[What the exercise asks] How many lines of the records below contain the string "wooden"? Case counts. Give only the number.

[Recorded information]
------

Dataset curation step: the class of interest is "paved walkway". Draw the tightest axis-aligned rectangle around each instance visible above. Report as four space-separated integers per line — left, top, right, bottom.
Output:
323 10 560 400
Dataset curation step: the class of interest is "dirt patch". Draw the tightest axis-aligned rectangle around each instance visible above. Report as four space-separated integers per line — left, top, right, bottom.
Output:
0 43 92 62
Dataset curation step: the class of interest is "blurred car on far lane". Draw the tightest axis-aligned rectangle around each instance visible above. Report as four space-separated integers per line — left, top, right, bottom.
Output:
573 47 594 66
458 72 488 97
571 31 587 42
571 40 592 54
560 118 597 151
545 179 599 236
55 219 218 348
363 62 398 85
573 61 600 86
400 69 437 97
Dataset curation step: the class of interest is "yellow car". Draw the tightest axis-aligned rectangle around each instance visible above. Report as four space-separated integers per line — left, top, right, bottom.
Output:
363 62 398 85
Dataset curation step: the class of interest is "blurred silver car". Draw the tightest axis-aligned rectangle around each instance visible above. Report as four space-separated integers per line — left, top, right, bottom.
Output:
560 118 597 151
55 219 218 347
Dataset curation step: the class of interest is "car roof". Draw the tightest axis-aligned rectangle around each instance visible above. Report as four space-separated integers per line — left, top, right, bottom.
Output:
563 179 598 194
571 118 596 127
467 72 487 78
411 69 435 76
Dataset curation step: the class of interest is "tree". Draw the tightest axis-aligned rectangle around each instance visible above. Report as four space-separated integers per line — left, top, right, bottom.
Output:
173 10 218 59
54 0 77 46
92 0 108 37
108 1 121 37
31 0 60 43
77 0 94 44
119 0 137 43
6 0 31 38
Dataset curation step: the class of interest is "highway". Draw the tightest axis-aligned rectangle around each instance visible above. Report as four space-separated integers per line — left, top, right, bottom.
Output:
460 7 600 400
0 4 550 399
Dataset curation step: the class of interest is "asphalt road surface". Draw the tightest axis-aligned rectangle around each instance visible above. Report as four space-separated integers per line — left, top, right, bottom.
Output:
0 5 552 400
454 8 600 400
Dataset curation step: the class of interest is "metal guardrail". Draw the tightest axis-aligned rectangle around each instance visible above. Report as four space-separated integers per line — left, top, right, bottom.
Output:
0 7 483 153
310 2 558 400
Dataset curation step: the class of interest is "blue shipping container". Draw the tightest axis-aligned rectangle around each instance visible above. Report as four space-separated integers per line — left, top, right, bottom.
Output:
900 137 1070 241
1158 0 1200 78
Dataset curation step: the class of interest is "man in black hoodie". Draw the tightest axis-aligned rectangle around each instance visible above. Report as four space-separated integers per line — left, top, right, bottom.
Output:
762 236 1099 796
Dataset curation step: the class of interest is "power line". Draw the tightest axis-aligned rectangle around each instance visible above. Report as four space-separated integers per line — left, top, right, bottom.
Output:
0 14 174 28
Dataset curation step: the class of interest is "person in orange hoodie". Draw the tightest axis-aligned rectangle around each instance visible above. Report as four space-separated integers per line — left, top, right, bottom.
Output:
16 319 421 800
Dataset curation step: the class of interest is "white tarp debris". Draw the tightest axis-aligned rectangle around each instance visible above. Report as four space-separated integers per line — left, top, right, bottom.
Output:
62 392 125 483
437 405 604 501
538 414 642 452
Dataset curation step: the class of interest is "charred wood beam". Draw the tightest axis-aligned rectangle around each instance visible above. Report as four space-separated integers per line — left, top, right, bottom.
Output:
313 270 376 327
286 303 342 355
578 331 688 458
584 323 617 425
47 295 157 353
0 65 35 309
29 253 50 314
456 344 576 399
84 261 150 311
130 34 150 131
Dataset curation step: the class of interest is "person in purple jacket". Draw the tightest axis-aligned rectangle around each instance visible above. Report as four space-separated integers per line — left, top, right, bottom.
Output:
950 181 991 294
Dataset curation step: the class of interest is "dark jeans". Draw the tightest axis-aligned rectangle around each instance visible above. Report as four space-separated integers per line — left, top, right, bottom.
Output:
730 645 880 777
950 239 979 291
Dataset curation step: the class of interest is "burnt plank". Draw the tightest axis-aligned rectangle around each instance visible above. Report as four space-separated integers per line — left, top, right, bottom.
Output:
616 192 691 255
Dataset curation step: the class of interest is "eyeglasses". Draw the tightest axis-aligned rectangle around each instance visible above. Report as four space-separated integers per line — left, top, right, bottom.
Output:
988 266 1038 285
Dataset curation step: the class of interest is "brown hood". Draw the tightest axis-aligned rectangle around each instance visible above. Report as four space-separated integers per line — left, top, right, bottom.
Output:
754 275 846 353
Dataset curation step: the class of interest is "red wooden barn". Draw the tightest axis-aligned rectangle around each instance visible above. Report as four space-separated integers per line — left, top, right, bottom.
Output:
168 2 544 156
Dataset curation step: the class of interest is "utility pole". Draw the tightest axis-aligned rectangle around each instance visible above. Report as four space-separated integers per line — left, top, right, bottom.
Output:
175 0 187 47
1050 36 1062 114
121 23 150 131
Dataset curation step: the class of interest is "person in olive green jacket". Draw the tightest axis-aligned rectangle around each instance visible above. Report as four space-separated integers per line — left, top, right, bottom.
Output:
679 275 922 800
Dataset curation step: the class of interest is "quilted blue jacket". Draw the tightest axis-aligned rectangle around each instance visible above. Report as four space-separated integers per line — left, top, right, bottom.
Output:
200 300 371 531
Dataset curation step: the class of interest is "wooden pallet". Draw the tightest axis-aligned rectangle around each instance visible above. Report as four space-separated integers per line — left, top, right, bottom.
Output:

------

[Response] 2